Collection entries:
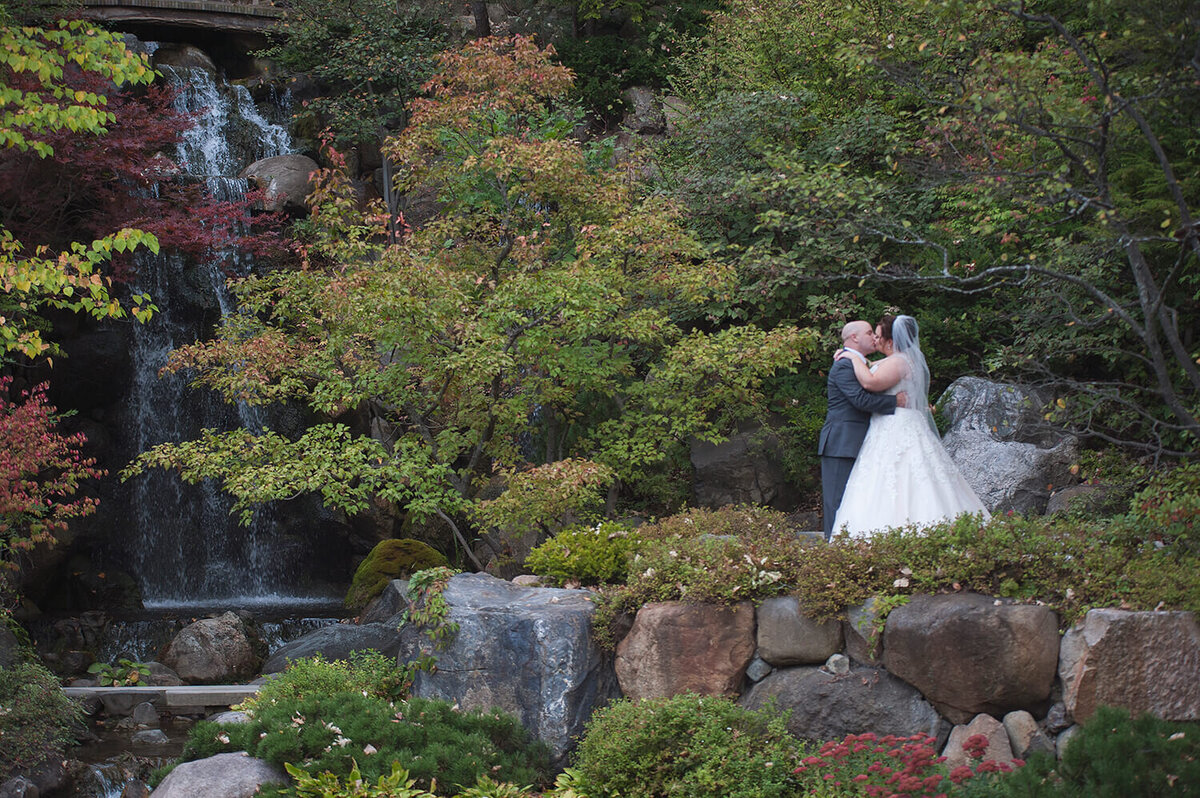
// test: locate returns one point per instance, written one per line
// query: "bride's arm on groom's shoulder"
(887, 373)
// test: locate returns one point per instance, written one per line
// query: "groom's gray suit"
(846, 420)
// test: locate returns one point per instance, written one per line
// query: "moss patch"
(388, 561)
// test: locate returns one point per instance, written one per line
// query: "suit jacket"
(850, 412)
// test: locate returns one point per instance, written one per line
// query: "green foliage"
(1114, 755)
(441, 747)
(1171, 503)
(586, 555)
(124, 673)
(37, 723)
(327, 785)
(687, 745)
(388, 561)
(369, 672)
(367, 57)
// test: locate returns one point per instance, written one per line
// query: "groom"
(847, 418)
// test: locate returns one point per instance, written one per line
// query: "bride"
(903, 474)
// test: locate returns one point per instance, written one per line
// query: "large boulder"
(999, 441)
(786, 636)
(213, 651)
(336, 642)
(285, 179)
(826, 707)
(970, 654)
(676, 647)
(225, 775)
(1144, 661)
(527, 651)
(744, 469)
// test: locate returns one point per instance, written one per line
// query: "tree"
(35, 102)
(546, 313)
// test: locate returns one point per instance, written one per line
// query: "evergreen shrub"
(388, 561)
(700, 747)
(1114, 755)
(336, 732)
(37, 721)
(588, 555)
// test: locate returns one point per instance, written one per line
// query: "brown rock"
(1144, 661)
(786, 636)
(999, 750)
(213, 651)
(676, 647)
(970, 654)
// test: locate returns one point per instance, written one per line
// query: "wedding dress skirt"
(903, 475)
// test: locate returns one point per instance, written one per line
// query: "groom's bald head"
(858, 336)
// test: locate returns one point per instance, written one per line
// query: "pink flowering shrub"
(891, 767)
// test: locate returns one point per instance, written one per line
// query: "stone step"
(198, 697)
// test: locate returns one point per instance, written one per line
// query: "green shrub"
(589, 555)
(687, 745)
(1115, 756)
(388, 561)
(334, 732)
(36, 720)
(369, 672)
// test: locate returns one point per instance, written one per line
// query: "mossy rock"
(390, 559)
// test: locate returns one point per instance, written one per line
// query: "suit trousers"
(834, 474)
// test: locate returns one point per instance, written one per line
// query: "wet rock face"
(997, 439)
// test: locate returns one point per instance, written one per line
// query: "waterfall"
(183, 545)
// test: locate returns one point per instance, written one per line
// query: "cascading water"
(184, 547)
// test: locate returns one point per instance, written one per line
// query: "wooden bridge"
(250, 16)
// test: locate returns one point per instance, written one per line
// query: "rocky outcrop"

[GIVEN REQUEST]
Write every entry out again exactly, dropping the pictures.

[EXERCISE SOLUTION]
// test: locate returns one point per instance, written one per line
// query: "bride's arm on groom's shoulder"
(887, 373)
// test: locate returns one point per instance, written one per line
// query: "groom's gray suit"
(846, 420)
// test: locate returns one point per instance, written one per line
// query: "moss patch"
(388, 561)
// test: locate returns one point per instance, written one per line
// query: "suit jacket"
(850, 412)
// test: locate returns one point per instance, written one per line
// query: "green foliage"
(1114, 755)
(441, 747)
(1171, 503)
(586, 555)
(124, 673)
(37, 723)
(327, 785)
(687, 745)
(388, 561)
(369, 672)
(367, 57)
// test: locate returns one point per instance, written one per line
// query: "groom"
(847, 418)
// test: locate returns one point per instance, written one per line
// query: "bride"
(903, 474)
// test: locate returns one point per instance, written one per line
// query: "large boulder"
(999, 441)
(786, 636)
(213, 651)
(336, 642)
(285, 179)
(826, 707)
(970, 654)
(676, 647)
(225, 775)
(1144, 661)
(527, 651)
(744, 469)
// test: locate returns one point per instance, written one per line
// query: "tree"
(35, 102)
(546, 313)
// test: locate returns one point per instance, written one per line
// query: "evergreen shrub"
(388, 561)
(700, 747)
(1114, 755)
(336, 732)
(37, 721)
(588, 555)
// test: locate returns one point per instance, written one per line
// query: "brown rock"
(1144, 661)
(786, 636)
(999, 750)
(213, 651)
(676, 647)
(970, 654)
// test: locate returns one point per instance, written one per line
// query: "wedding dress skirt"
(903, 475)
// test: locate returns one point per instance, written one per line
// query: "groom's bald head"
(858, 336)
// test: locate returns one point per instance, written one per line
// query: "pink flowering shrub"
(891, 767)
// test: locate returns one point per instance, written one per line
// query: "stone step"
(198, 697)
// test: locate returns one point per instance, written one per line
// query: "green shrub"
(589, 555)
(687, 745)
(1115, 756)
(388, 561)
(334, 732)
(36, 720)
(369, 672)
// test: locate returns one point per instance, written one per line
// query: "mossy rock"
(390, 559)
// test: locate returns one point per instance, written one per line
// query: "suit trousers"
(834, 474)
// test: locate returns one point per instance, written one per line
// query: "wet rock face"
(997, 439)
// test: locate returns one point per instance, written one per line
// query: "waterfall"
(183, 545)
// test: locate returns one point per instance, written one per line
// query: "cascading water"
(184, 547)
// test: locate returns one point per instance, written one per line
// query: "wooden bridge"
(250, 16)
// test: locate returns one point per instance, written one per line
// query: "rocky outcrop"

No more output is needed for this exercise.